___ The data

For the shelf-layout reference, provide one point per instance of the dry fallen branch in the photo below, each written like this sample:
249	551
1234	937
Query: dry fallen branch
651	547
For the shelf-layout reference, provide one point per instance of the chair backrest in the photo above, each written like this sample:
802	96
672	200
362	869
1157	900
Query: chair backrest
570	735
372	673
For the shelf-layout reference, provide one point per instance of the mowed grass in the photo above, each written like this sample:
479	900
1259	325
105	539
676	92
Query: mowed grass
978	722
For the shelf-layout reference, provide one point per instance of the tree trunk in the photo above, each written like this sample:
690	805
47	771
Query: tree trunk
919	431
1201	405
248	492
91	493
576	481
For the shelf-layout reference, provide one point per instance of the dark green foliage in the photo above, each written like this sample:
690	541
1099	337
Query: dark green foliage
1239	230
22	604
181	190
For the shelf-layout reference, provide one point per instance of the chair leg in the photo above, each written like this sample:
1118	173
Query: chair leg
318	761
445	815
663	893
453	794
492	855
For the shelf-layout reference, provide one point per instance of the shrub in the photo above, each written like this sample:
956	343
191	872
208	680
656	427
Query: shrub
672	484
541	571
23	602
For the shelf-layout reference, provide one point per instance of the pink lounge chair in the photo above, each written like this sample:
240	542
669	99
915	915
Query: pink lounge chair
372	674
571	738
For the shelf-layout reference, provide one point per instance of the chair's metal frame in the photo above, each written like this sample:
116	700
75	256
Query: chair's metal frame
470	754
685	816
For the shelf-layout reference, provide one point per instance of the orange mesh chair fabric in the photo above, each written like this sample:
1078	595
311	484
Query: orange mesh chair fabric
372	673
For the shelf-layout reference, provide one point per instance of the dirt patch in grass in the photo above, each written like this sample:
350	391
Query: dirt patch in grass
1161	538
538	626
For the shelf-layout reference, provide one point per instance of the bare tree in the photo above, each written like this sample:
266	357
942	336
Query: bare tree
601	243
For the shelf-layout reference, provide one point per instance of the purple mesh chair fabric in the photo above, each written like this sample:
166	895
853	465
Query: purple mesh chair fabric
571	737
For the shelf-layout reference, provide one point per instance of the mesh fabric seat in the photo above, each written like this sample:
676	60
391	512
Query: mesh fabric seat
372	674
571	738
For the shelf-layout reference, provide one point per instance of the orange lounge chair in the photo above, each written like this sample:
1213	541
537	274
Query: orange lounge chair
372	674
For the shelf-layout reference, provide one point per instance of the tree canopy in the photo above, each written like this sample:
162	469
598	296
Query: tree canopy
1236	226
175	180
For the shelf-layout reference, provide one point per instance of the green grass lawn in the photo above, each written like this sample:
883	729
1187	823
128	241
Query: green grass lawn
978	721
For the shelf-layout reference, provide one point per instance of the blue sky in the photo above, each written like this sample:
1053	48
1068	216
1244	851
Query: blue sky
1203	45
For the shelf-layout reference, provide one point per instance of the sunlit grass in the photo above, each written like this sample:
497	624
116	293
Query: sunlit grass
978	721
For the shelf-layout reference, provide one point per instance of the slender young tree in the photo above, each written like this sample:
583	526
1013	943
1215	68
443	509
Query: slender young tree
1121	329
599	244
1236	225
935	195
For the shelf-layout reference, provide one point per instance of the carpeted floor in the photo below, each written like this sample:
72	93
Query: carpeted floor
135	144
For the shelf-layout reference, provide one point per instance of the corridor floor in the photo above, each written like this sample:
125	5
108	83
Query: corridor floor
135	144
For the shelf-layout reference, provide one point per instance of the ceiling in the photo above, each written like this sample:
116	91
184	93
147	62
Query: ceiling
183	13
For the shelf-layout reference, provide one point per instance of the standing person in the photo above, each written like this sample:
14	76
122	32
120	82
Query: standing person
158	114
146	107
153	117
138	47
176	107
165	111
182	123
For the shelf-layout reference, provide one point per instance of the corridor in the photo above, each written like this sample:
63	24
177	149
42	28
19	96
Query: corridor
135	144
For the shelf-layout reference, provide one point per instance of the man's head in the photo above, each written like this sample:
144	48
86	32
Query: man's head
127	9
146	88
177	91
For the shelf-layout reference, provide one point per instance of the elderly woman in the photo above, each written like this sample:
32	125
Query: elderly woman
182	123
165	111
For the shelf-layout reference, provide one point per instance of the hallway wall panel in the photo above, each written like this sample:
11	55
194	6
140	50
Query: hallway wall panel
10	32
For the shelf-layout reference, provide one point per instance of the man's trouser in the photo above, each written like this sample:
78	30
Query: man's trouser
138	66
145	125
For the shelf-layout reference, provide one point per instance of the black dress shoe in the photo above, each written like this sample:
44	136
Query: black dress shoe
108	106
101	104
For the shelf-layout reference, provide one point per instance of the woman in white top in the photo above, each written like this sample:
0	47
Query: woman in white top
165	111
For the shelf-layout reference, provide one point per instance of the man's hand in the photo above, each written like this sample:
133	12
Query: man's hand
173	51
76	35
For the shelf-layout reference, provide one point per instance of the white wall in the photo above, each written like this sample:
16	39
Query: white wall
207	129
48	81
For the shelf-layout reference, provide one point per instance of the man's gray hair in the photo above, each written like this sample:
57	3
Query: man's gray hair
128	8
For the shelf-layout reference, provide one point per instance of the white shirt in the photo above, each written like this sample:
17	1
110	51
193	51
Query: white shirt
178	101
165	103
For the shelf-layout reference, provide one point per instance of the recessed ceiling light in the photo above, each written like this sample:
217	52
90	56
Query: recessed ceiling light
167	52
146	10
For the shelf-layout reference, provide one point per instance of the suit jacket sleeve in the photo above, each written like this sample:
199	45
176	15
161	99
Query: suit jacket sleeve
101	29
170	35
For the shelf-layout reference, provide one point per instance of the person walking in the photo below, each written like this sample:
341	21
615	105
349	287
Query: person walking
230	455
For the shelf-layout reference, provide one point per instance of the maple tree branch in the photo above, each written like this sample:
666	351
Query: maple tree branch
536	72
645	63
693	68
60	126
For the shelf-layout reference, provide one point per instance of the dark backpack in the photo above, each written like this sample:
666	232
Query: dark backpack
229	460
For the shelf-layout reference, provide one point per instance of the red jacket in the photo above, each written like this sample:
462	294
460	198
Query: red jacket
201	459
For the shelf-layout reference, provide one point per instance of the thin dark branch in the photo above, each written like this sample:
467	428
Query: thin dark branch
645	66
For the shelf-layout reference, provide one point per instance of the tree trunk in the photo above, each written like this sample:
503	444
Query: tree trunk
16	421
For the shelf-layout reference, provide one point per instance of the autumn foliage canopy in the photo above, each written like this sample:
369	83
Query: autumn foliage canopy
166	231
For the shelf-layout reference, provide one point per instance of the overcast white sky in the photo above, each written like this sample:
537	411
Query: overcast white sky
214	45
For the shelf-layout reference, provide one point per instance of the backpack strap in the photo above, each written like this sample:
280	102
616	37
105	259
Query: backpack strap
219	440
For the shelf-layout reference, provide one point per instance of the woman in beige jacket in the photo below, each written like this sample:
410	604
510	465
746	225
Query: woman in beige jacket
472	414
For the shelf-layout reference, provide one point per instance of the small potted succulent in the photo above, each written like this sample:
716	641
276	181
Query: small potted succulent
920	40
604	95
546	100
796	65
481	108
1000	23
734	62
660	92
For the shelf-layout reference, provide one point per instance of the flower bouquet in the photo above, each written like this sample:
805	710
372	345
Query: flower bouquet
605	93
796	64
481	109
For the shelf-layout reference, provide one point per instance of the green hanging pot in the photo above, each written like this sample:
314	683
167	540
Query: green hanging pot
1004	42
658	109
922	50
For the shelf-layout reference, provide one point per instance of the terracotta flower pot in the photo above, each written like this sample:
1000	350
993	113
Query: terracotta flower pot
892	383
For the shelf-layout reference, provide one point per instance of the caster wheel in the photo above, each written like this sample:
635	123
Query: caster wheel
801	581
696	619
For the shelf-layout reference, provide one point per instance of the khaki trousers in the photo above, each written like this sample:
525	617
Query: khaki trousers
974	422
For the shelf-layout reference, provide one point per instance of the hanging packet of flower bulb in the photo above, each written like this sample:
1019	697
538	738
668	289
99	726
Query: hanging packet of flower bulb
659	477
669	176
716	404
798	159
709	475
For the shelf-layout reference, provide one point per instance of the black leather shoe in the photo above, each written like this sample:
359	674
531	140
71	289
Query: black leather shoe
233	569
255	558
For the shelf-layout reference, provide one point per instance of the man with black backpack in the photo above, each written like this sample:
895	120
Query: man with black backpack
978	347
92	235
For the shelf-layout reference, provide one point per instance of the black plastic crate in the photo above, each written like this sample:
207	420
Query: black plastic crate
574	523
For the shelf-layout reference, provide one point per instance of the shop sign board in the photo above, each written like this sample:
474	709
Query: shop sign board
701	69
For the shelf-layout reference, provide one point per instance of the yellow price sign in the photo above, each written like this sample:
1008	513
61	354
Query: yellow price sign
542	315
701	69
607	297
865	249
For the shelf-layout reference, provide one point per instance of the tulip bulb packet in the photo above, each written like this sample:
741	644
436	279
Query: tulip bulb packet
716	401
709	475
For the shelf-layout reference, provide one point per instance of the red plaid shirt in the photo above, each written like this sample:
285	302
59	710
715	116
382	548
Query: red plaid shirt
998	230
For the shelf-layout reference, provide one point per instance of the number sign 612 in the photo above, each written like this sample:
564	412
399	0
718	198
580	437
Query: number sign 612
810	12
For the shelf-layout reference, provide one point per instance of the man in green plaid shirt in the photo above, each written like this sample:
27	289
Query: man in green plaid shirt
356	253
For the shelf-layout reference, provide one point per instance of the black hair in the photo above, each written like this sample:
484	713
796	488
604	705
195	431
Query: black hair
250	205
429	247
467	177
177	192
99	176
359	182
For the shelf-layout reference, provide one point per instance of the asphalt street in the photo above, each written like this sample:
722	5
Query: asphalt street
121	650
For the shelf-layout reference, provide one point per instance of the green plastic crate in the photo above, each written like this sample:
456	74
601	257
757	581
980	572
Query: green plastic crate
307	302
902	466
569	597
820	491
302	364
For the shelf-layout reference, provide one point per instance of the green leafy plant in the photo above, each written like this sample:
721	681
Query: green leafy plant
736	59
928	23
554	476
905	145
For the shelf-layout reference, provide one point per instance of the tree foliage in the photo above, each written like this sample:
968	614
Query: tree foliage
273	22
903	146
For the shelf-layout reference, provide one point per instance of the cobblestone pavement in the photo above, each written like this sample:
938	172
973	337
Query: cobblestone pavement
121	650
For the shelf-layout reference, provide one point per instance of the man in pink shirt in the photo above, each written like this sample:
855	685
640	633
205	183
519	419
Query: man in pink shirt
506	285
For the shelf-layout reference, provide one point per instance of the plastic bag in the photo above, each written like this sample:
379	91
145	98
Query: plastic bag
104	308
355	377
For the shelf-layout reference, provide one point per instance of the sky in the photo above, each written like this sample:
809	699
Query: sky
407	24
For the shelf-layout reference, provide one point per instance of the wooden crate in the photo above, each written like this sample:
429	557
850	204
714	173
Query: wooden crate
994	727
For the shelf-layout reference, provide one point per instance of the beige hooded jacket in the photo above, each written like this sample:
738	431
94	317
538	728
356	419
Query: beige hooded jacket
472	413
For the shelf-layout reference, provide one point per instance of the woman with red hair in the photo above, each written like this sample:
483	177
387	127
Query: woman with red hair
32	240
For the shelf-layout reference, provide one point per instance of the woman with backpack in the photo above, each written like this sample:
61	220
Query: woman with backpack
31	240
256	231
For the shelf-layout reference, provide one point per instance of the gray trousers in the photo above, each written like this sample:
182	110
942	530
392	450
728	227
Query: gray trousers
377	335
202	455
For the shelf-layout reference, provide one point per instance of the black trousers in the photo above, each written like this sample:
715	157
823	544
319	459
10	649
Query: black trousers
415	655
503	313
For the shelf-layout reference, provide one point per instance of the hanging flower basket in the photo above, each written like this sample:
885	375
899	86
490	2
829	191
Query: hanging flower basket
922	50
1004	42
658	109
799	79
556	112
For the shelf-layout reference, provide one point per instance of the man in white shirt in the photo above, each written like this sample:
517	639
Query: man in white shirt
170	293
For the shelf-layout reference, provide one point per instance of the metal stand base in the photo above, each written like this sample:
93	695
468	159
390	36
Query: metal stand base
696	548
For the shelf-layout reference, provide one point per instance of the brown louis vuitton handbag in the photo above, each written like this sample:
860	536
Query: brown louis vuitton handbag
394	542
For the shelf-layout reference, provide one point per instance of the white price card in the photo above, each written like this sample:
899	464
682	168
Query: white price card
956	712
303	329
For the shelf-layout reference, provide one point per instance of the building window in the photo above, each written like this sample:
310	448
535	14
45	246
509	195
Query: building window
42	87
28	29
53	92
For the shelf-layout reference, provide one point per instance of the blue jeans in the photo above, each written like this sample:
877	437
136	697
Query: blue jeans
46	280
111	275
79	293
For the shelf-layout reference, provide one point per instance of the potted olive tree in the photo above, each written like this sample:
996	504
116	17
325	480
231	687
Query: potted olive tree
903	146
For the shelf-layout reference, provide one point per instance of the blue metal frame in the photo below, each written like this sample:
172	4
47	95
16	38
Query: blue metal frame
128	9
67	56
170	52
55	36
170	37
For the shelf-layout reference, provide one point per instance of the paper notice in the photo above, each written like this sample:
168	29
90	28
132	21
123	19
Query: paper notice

______

Work instruction =
Only a number is wanted here: the count of lines in the data that contain the string "notice".

Problem solution =
2